* _Task details_
Reproduce the stretch from the line containing "green grass in" through the line containing "[[169, 210]]", with "evaluation set" replaced by "test set" throughout and everything else left unchanged.

**** Data in this exercise ****

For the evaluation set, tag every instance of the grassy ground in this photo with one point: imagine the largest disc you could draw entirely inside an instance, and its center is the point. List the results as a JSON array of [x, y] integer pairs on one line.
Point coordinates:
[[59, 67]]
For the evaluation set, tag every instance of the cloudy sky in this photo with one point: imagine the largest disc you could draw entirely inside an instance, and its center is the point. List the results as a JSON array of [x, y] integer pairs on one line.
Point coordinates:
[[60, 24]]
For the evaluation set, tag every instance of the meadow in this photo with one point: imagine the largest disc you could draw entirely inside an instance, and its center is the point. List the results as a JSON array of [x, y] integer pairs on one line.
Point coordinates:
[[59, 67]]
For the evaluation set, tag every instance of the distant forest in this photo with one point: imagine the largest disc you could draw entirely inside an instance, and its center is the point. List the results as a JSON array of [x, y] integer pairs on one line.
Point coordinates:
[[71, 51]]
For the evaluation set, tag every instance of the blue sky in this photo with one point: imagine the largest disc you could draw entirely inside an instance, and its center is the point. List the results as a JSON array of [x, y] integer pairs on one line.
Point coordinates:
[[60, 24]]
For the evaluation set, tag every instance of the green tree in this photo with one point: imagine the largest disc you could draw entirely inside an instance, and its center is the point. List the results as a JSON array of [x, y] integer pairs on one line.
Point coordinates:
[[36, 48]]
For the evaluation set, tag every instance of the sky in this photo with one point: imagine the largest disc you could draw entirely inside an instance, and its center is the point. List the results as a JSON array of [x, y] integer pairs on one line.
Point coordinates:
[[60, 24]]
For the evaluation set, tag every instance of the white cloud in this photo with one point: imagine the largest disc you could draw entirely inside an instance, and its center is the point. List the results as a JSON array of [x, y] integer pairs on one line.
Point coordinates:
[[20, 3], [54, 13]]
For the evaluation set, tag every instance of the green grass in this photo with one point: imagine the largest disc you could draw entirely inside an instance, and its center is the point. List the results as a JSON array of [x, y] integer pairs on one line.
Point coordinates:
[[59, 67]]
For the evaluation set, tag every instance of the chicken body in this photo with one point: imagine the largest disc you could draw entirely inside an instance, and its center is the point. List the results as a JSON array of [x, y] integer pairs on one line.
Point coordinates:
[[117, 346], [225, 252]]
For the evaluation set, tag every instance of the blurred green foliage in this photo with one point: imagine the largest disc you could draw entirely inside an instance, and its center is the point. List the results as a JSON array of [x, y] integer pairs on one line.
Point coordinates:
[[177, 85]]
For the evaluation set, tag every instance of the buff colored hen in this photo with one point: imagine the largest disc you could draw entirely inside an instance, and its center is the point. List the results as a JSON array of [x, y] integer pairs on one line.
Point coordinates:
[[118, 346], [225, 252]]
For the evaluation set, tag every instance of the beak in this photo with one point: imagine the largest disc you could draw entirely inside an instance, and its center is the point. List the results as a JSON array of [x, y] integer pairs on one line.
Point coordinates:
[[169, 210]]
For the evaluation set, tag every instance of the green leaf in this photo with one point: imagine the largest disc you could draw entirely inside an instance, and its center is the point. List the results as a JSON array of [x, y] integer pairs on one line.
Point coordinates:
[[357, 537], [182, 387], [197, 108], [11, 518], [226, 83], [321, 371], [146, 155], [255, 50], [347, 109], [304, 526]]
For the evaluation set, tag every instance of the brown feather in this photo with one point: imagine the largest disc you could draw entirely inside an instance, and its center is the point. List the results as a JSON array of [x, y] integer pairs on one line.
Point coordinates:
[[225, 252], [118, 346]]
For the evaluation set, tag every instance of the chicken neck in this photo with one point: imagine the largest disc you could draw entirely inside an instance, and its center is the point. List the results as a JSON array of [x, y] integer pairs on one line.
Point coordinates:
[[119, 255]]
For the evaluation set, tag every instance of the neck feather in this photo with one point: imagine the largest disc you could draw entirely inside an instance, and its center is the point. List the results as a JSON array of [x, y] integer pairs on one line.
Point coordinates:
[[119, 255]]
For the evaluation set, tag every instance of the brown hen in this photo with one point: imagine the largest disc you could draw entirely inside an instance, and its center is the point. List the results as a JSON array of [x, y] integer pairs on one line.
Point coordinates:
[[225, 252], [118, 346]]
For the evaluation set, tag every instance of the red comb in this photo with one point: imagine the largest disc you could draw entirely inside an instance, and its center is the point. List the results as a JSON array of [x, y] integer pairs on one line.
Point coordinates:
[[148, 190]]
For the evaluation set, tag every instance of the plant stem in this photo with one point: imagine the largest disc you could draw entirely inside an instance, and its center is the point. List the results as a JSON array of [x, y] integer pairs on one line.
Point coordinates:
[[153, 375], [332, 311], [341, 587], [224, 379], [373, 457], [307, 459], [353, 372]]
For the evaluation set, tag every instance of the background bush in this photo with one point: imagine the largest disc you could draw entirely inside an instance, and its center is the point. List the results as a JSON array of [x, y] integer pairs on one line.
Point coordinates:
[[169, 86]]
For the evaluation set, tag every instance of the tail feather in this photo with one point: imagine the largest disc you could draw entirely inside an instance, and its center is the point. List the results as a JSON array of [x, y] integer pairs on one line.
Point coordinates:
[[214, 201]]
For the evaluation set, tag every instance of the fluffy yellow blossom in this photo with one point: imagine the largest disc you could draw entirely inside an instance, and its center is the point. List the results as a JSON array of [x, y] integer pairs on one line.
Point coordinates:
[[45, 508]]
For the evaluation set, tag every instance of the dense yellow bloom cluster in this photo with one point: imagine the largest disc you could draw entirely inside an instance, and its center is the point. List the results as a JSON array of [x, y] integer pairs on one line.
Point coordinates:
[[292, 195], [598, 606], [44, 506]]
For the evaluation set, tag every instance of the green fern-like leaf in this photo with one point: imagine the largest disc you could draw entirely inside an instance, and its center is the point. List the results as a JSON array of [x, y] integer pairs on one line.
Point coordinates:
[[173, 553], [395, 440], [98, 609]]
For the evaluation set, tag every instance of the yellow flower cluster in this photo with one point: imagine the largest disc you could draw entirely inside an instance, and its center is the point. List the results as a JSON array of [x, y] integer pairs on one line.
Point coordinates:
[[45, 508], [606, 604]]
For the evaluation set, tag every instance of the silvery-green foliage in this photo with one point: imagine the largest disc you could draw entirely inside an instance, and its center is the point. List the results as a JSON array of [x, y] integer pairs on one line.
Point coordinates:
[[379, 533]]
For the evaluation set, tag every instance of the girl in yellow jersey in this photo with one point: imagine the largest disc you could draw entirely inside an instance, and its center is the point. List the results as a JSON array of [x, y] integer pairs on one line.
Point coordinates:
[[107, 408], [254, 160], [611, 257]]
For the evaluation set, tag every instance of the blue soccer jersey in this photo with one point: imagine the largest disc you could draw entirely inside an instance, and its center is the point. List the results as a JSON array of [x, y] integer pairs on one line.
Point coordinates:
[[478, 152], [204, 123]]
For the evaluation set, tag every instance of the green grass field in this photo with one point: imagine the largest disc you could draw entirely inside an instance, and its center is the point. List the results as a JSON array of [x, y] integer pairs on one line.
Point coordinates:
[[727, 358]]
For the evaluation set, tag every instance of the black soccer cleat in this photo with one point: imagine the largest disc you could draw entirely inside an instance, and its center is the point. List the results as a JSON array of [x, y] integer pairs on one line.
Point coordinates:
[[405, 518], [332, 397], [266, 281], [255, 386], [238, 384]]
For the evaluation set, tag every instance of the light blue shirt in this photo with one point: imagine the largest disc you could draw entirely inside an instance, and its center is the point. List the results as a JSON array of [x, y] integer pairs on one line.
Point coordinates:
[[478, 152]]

****

* _Result below_
For the test set, tag every instance of the green grass in this photo with one point: imagine the largest disc you could draw entirely inside an instance, and its center is the point. List the results as a JSON array of [x, y] integer pairs on one line.
Point coordinates:
[[59, 67]]
For the test set, tag every instance of the chicken body in this photo with one point: imagine the largest disc you could draw entirely inside an instance, and its center is the point. List the results as a JSON array of [x, y] integer pairs on one line.
Point coordinates:
[[117, 346], [225, 252]]
For the test set, tag every instance of the blurred green foliage in this photo with one point: imagine the largest disc you could draw entirely inside an instance, and its center is the point. List the results as a JSON array of [x, y] integer pairs on one line.
Point coordinates:
[[177, 85]]
For the test set, tag every instance of the buff colored hen in this photo with one point: imagine the largest disc you could draw entirely inside an instance, and its center is the point. List the results as a JSON array of [x, y] integer pairs on one line.
Point coordinates:
[[118, 346], [225, 252]]
For the test set, tag every instance of the beak in this photo with one point: imagine the largest disc you could draw entirely inside an instance, and its center is the point. List the results as a JSON array of [x, y] integer pairs on one line.
Point coordinates:
[[169, 210]]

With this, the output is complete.